The field of science and technology studies purports to examine the creation, development, and consequences of science and technology in their historical, cultural, and social contexts (Hackett et al., 2007: p. 1) . However, the necessity of critical inquiry into science is neither well-established nor welcomed (Croissant, 2000: p. 224) . “Why is it difficult to be critical of science?...Many socially progressive agendas stop short of critiquing science…as ideologically mediated or socially constructed because of its material success, and the promise it holds for freeing people from the burdens of reproduction” (Croissant, 2000: pp. 224-225) . Criticism of science is also undermined by the fact that science provides support in conflicts with religion and other ideologies (Croissant, 2000: pp. 224-225) . For example, “feminists need the idea of science as legitimated discourse while simultaneously recognizing it as patriarchal” (Croissant, 2000: pp. 224-225) . The primary obstacle is that science is a legitimating cultural idea for a hegemonic institution that is perceived as the basis for all that is rational and good in Western society, if not for Western society itself (Croissant, 2000: p. 225) . “Given these associations, to be critical of science is to be against the rational and the good” (Croissant, 2000: p. 225) . Ironically, as a result of the hegemonic nature of science, critiques of science must themselves be scientific in order to have any legitimacy (Croissant, 2000: p. 228) . The disdain for and even outright rejection of critical science studies within science evidences “the incoherence of an institution that can subject all things to scrutiny and skepticism except itself” (Croissant, 2000: p. 234) .
= = =
> _REQUIREMENT 1_
Copy the rows word for word, from the line containing "175L353 180L356 200L399" down to the line containing "positive clicks: (193, 226)", with both of those lines included.
= = =
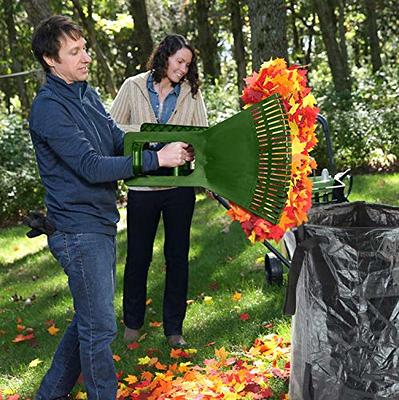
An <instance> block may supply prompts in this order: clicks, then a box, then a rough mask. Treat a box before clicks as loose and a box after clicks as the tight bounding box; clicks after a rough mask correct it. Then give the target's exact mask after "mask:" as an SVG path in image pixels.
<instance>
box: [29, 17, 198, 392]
mask: <svg viewBox="0 0 399 400" xmlns="http://www.w3.org/2000/svg"><path fill="white" fill-rule="evenodd" d="M32 48H33V52H34V54H35V56H36V58H37V59H38V60H39V62H40V63H41V64H42V66H43V68H44V70H45V71H46V83H45V84H44V85H43V86H42V87H41V89H40V91H39V93H38V95H37V97H36V98H35V100H34V102H33V105H32V110H31V116H30V132H31V137H32V142H33V145H34V148H35V152H36V157H37V162H38V166H39V172H40V175H41V178H42V182H43V184H44V186H45V189H46V198H45V201H46V206H47V209H48V214H47V215H48V220H49V221H50V222H51V223H52V224H53V225H54V228H55V232H54V233H53V234H51V235H50V236H49V237H48V244H49V248H50V250H51V252H52V253H53V255H54V256H55V258H56V259H57V260H58V261H59V263H60V264H61V266H62V267H63V268H64V270H65V273H66V274H67V276H68V284H69V288H70V290H71V294H72V298H73V304H74V309H75V315H74V318H73V321H72V322H71V324H70V325H69V327H68V328H67V330H66V332H65V334H64V337H63V338H62V340H61V343H60V344H59V346H58V349H57V351H56V353H55V355H54V359H53V362H52V365H51V367H50V369H49V371H48V372H47V374H46V376H45V377H44V379H43V381H42V383H41V386H40V388H39V391H38V393H37V396H36V399H37V400H42V399H43V400H54V399H67V398H68V396H69V393H70V392H71V390H72V388H73V386H74V384H75V382H76V380H77V378H78V376H79V374H80V373H81V372H82V374H83V377H84V383H85V386H86V390H87V393H88V398H89V399H90V400H92V399H96V400H100V399H102V400H111V399H115V397H116V391H117V380H116V376H115V370H114V364H113V359H112V352H111V348H110V344H111V342H112V340H113V339H114V337H115V335H116V323H115V315H114V307H113V296H114V284H115V282H114V281H115V264H116V256H115V251H116V246H115V237H116V223H117V221H118V219H119V214H118V211H117V208H116V193H115V190H116V180H118V179H125V178H130V177H132V176H133V172H132V171H133V166H132V164H133V160H132V157H124V156H122V153H123V132H122V131H121V130H120V129H119V128H118V127H117V126H116V124H115V123H114V121H113V120H112V119H111V118H110V117H109V115H108V114H107V113H106V111H105V110H104V107H103V105H102V104H101V102H100V99H99V97H98V95H97V94H96V92H95V91H94V90H93V89H92V88H91V87H90V86H88V85H87V83H86V79H87V77H88V74H89V70H88V66H89V64H90V62H91V58H90V56H89V55H88V53H87V50H86V41H85V39H84V38H83V33H82V29H81V28H80V27H79V26H78V25H76V24H75V23H73V22H72V21H71V20H70V19H69V18H67V17H64V16H53V17H50V18H48V19H46V20H44V21H42V22H41V24H40V25H39V26H38V28H37V29H36V31H35V33H34V36H33V40H32ZM189 160H192V154H191V153H190V151H189V150H188V149H187V144H185V143H182V142H177V143H171V144H169V145H167V146H165V147H164V148H163V149H161V150H159V151H158V152H155V151H144V152H143V172H144V173H145V172H147V171H150V170H155V169H157V168H158V167H161V166H166V167H174V166H178V165H182V164H184V162H185V161H189Z"/></svg>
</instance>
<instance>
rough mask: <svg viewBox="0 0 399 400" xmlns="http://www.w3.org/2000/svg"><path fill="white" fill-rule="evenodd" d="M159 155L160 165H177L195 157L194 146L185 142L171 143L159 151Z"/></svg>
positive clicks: (182, 163)
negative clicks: (193, 150) (192, 147)
mask: <svg viewBox="0 0 399 400" xmlns="http://www.w3.org/2000/svg"><path fill="white" fill-rule="evenodd" d="M157 155H158V164H159V166H160V167H177V166H179V165H183V164H184V163H185V162H186V161H192V160H193V159H194V151H193V148H192V146H190V145H189V144H187V143H184V142H173V143H169V144H167V145H166V146H164V147H163V148H162V149H161V150H159V151H157Z"/></svg>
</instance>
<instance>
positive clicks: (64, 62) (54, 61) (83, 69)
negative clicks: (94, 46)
mask: <svg viewBox="0 0 399 400" xmlns="http://www.w3.org/2000/svg"><path fill="white" fill-rule="evenodd" d="M44 59H45V61H46V63H47V64H48V65H49V66H50V69H51V72H52V73H53V74H54V75H56V76H58V77H59V78H61V79H63V80H64V81H65V82H66V83H68V84H71V83H73V82H79V81H85V80H86V79H87V77H88V76H89V70H88V66H89V64H90V63H91V57H90V56H89V55H88V54H87V51H86V40H85V39H84V38H83V37H80V38H79V39H77V40H74V39H72V38H70V37H69V36H67V35H64V36H63V37H62V38H61V47H60V50H59V52H58V61H57V60H56V59H54V58H50V57H44Z"/></svg>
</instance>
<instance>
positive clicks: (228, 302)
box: [0, 174, 399, 399]
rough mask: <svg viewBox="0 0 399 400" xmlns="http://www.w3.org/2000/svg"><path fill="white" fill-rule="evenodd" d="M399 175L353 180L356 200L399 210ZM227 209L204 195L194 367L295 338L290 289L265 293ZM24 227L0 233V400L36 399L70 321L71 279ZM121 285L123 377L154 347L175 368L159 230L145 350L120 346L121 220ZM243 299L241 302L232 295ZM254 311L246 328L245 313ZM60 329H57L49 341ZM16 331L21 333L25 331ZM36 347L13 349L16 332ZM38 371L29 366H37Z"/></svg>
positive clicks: (193, 226) (244, 241) (195, 308)
mask: <svg viewBox="0 0 399 400" xmlns="http://www.w3.org/2000/svg"><path fill="white" fill-rule="evenodd" d="M398 188H399V174H389V175H367V176H355V179H354V189H353V194H352V195H351V196H350V200H351V201H354V200H366V201H369V202H379V203H386V204H391V205H397V206H399V192H398ZM224 213H225V210H224V209H223V208H222V207H221V206H218V204H217V203H216V202H215V201H211V200H209V199H207V198H206V197H205V196H204V195H199V196H197V206H196V212H195V216H194V221H193V225H192V241H191V252H190V258H191V264H190V287H189V298H190V300H191V301H190V303H191V304H190V305H189V307H188V313H187V317H186V321H185V337H186V339H187V340H188V341H189V342H190V347H192V348H195V349H197V351H198V352H197V354H196V355H195V356H194V357H193V359H192V360H191V362H193V363H194V364H195V363H198V364H201V363H202V361H203V360H204V359H207V358H211V357H213V356H214V351H215V348H218V349H219V348H222V347H224V348H226V349H227V350H228V351H238V350H240V349H242V348H243V347H249V346H250V345H251V344H252V343H253V341H254V339H256V338H257V337H259V336H260V335H263V334H267V333H270V332H274V333H277V334H279V335H282V336H283V337H285V338H288V339H289V336H290V319H289V318H288V317H283V316H282V313H281V310H282V305H283V301H284V292H285V288H284V287H274V286H268V285H267V284H266V280H265V272H264V261H263V260H264V256H265V253H266V248H265V247H264V246H263V245H262V244H257V245H254V246H253V245H251V244H249V242H248V241H247V240H246V239H245V237H244V235H243V233H242V231H241V229H240V227H239V226H238V225H237V224H236V223H233V224H231V223H230V220H229V218H228V217H226V216H225V215H224ZM26 230H27V229H26V228H24V227H14V228H11V229H5V230H2V231H0V360H1V361H0V392H1V391H3V393H4V391H5V390H6V391H9V392H12V391H14V392H17V393H19V394H20V395H21V398H22V399H26V398H32V397H33V395H34V393H35V390H36V389H37V387H38V385H39V383H40V380H41V378H42V377H43V375H44V373H45V372H46V370H47V369H48V367H49V364H50V362H51V359H52V355H53V353H54V351H55V349H56V346H57V343H58V342H59V340H60V338H61V336H62V332H63V331H64V329H65V327H66V326H67V324H68V322H69V321H70V318H71V316H72V314H73V311H72V304H71V299H70V295H69V290H68V287H67V282H66V277H65V275H64V273H63V271H62V269H61V268H60V267H59V266H58V265H57V263H56V261H55V260H54V259H53V257H52V256H51V254H50V253H49V251H48V250H47V247H46V242H45V238H44V236H42V237H39V238H37V239H27V238H25V237H24V234H25V232H26ZM118 240H119V242H118V243H119V245H118V250H119V251H118V254H119V256H118V265H117V271H118V281H117V292H116V297H115V307H116V314H117V318H118V327H119V332H118V337H117V339H116V340H115V342H114V344H113V351H114V353H115V354H117V355H119V356H120V357H121V360H120V361H119V362H117V363H116V367H117V370H118V371H124V373H125V374H127V373H134V372H135V370H136V366H137V361H138V359H139V358H140V357H144V356H145V355H146V354H147V352H148V351H149V350H150V349H156V352H157V357H158V358H159V360H160V361H161V362H163V363H168V364H170V363H171V362H173V360H171V359H170V349H169V348H168V347H167V346H166V343H165V339H164V337H163V333H162V327H150V326H149V324H150V322H159V321H161V315H162V313H161V307H162V294H163V284H164V261H163V252H162V243H163V230H162V228H161V229H159V232H158V235H157V239H156V244H155V250H154V259H153V263H152V266H151V269H150V273H149V288H148V297H149V298H150V299H151V304H149V305H148V308H147V318H146V323H145V328H144V329H143V333H146V336H145V337H144V338H143V339H142V340H141V342H140V347H139V348H137V349H135V350H130V349H128V348H127V346H126V344H125V343H124V342H123V340H122V335H123V325H122V322H121V315H122V313H121V302H122V275H123V268H124V260H125V257H126V231H125V229H124V225H123V222H122V224H121V226H120V230H119V233H118ZM235 292H240V293H241V294H242V298H241V300H239V301H234V300H233V299H232V295H233V294H234V293H235ZM242 313H248V315H249V319H248V320H246V321H243V320H241V319H240V314H242ZM52 323H54V324H55V326H56V327H57V328H59V329H60V331H59V333H58V334H57V335H54V336H52V335H50V334H49V333H48V331H47V329H48V327H49V326H50V325H51V324H52ZM18 325H21V326H24V327H25V328H24V329H22V328H20V329H21V330H22V331H21V332H20V331H19V330H18ZM27 328H31V329H32V330H33V331H34V333H35V339H33V340H30V341H25V342H20V343H14V342H13V339H14V338H15V337H16V336H17V335H18V334H19V333H24V334H26V333H29V330H28V331H27ZM36 359H38V360H39V363H38V365H36V366H29V364H30V363H31V362H32V361H33V360H36Z"/></svg>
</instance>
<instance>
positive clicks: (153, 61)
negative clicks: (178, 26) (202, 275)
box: [147, 35, 199, 97]
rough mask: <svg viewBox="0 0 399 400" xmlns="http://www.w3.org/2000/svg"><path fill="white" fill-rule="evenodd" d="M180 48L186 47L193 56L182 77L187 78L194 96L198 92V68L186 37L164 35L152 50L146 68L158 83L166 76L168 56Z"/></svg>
mask: <svg viewBox="0 0 399 400" xmlns="http://www.w3.org/2000/svg"><path fill="white" fill-rule="evenodd" d="M180 49H188V50H190V51H191V54H192V56H193V58H192V60H191V63H190V66H189V67H188V72H187V74H186V75H185V77H184V78H183V79H187V80H188V83H189V84H190V86H191V94H192V96H193V97H194V96H195V95H196V94H197V93H198V87H199V81H198V68H197V57H196V55H195V51H194V49H193V48H192V47H191V46H190V44H189V43H188V42H187V40H186V38H185V37H184V36H182V35H168V36H166V37H165V38H164V39H163V40H162V42H161V43H159V45H158V47H157V48H155V50H154V51H153V52H152V54H151V56H150V58H149V60H148V62H147V68H148V69H149V70H151V71H152V74H153V77H154V81H155V82H157V83H159V82H161V80H162V78H164V77H165V76H166V70H167V68H168V58H169V57H170V56H173V55H174V54H175V53H176V52H177V51H179V50H180Z"/></svg>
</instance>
= = =
> _REQUIREMENT 2_
Answer these about the passage on criticism of science:
(a) What does the field of science and technology studies purport to examine?
(b) According to the passage, what must critiques of science themselves be in order to have any legitimacy?
(c) What do feminists need, as quoted in the passage?

> _PROBLEM SOLUTION 1_
rough mask: <svg viewBox="0 0 399 400" xmlns="http://www.w3.org/2000/svg"><path fill="white" fill-rule="evenodd" d="M399 175L353 180L356 200L399 210ZM227 209L204 195L194 367L295 338L290 289L265 293ZM24 227L0 233V400L36 399L70 321L71 279ZM121 285L123 377L154 347L175 368L159 230L145 350L120 346L121 220ZM243 299L241 302L232 295ZM254 311L246 328L245 313ZM60 329H57L49 341ZM16 331L21 333L25 331ZM36 347L13 349L16 332ZM38 371L29 366H37Z"/></svg>
positive clicks: (193, 226) (244, 241) (195, 308)

> _PROBLEM SOLUTION 2_
(a) The creation, development, and consequences of science and technology in their historical, cultural, and social contexts.
(b) Scientific.
(c) The idea of science as legitimated discourse, while simultaneously recognizing it as patriarchal.